── Record list ──

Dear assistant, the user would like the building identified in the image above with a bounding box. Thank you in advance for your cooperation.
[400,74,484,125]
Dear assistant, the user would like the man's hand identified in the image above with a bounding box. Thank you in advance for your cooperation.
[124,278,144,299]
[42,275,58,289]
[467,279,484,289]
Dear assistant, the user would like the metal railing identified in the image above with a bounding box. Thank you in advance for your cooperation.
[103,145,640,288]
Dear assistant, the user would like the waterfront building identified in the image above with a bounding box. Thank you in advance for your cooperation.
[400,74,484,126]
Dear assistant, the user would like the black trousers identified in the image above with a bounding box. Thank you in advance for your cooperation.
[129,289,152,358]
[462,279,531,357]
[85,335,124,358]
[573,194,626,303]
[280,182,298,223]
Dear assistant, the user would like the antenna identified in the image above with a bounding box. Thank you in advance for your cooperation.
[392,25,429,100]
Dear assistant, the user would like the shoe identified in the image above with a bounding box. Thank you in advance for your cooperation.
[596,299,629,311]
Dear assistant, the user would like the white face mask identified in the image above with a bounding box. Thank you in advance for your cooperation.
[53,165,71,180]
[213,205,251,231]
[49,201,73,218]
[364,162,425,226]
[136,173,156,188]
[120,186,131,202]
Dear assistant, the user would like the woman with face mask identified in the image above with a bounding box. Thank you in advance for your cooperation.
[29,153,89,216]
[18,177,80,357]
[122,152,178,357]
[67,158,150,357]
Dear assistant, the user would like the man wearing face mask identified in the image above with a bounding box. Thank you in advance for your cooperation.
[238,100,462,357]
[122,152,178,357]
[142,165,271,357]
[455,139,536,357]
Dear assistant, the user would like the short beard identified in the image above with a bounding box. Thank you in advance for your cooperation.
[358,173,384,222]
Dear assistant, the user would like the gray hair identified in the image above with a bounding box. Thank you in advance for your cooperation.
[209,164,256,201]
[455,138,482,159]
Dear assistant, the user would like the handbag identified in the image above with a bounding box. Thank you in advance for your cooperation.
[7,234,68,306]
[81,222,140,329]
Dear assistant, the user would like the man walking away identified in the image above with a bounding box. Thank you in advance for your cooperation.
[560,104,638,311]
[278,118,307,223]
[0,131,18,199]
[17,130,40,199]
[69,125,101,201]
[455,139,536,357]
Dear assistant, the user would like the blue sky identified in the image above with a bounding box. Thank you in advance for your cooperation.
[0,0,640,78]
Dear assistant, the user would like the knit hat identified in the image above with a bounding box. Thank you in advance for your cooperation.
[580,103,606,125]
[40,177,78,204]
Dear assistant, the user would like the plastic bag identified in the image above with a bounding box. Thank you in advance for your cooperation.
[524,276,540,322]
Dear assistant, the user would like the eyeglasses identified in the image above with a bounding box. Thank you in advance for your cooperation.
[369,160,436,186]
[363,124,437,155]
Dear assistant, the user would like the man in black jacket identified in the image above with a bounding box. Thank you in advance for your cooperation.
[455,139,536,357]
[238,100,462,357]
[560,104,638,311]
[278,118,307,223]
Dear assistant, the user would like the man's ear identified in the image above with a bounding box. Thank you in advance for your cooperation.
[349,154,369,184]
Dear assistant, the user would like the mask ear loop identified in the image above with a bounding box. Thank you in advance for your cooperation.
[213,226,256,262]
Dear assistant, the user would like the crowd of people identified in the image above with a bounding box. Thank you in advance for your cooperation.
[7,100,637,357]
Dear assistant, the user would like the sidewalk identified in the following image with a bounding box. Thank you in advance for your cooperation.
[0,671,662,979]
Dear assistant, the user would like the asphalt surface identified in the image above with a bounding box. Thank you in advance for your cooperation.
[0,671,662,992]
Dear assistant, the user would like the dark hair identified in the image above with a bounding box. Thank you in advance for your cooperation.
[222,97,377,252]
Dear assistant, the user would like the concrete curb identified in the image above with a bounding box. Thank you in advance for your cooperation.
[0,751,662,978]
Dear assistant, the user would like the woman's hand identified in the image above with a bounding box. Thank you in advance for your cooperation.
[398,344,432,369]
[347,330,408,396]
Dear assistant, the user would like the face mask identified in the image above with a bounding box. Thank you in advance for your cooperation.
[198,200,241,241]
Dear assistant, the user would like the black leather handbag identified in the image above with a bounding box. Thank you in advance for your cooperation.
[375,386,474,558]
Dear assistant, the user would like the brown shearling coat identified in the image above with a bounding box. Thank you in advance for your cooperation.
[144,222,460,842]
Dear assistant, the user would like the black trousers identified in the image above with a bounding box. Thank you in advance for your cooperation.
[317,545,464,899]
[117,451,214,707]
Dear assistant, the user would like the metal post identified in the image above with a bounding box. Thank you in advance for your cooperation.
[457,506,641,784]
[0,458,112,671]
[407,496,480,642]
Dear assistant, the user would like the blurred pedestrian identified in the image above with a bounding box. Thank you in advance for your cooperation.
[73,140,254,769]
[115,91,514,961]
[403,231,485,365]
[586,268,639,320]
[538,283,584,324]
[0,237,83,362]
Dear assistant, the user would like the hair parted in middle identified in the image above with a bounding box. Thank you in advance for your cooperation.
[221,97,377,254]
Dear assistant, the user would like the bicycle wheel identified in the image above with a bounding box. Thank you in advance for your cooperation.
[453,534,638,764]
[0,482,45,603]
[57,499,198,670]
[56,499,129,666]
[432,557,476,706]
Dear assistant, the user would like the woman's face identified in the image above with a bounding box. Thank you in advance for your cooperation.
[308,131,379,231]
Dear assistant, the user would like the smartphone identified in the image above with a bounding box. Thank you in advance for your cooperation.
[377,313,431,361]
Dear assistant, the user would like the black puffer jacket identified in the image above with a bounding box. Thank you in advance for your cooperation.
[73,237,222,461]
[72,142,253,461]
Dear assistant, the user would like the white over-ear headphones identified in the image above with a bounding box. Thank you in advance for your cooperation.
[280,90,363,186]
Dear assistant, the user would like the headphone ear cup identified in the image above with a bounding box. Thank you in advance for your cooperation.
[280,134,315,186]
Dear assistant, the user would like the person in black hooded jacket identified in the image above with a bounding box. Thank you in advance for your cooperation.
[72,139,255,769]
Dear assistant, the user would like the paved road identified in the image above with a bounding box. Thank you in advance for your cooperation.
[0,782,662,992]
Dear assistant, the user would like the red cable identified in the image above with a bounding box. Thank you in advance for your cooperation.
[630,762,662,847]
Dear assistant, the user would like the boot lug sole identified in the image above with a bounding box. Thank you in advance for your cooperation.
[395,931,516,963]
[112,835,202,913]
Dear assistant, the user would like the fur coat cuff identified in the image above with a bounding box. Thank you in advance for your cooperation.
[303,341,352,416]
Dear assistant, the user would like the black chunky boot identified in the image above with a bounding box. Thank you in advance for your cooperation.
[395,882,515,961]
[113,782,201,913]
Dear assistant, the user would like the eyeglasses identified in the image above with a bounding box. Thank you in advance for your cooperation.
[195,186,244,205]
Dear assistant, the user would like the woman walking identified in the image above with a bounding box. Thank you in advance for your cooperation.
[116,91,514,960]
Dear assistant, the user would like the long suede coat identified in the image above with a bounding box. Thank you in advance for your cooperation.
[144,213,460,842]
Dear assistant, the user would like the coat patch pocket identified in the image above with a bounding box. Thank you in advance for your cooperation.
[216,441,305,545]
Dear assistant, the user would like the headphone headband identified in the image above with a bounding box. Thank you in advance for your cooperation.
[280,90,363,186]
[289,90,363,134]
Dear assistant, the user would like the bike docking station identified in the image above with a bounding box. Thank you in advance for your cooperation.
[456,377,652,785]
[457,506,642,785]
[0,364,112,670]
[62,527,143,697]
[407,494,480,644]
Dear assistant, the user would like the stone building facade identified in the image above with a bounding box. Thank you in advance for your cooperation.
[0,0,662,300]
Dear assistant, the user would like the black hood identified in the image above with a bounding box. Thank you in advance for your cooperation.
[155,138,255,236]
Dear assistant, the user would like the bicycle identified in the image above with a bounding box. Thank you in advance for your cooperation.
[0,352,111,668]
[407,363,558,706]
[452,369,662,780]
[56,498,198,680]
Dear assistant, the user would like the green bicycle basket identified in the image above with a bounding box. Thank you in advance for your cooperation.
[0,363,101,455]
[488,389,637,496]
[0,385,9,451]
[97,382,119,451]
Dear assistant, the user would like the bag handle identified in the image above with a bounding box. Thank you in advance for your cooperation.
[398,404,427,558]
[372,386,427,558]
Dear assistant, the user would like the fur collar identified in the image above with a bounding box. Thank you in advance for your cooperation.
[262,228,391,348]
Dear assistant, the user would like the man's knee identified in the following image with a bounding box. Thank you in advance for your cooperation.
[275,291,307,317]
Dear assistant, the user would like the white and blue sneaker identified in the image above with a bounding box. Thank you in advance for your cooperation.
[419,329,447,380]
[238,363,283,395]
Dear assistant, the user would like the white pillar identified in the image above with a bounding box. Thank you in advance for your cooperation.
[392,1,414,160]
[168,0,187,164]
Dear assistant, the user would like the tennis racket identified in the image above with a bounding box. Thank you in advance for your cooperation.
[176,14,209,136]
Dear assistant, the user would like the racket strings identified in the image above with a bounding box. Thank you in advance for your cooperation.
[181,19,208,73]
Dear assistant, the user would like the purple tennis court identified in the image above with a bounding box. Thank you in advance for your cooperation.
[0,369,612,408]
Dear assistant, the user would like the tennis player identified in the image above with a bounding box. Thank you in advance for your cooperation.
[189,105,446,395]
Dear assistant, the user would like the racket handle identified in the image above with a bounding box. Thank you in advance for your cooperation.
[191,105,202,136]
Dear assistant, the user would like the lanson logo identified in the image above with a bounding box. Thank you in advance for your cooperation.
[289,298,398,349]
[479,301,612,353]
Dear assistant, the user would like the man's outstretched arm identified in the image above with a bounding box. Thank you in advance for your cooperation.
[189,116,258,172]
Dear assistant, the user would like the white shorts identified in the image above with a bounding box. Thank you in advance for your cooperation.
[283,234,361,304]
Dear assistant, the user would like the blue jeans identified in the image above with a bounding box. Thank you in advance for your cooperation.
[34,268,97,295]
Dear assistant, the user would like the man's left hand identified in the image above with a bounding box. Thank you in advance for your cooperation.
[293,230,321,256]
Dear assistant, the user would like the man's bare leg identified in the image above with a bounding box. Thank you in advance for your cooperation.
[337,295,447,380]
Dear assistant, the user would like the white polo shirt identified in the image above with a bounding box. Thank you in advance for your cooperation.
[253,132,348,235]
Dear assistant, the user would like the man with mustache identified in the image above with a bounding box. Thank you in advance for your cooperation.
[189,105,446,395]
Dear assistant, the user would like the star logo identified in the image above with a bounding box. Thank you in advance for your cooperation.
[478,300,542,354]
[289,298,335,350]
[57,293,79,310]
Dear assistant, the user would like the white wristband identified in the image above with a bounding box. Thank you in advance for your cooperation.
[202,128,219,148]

───

__Given problem__. Extract every line of the material that contains the string "metal", treating uppercase and lowercase as different.

__Answer to this task__.
Dear assistant, the user would like the metal railing identified in the image above with a bounding box. Thank you in advance for your cooperation.
Dear assistant, the user would like the metal post identified in the image above with a bounding box. Thank you in advance for your cooperation.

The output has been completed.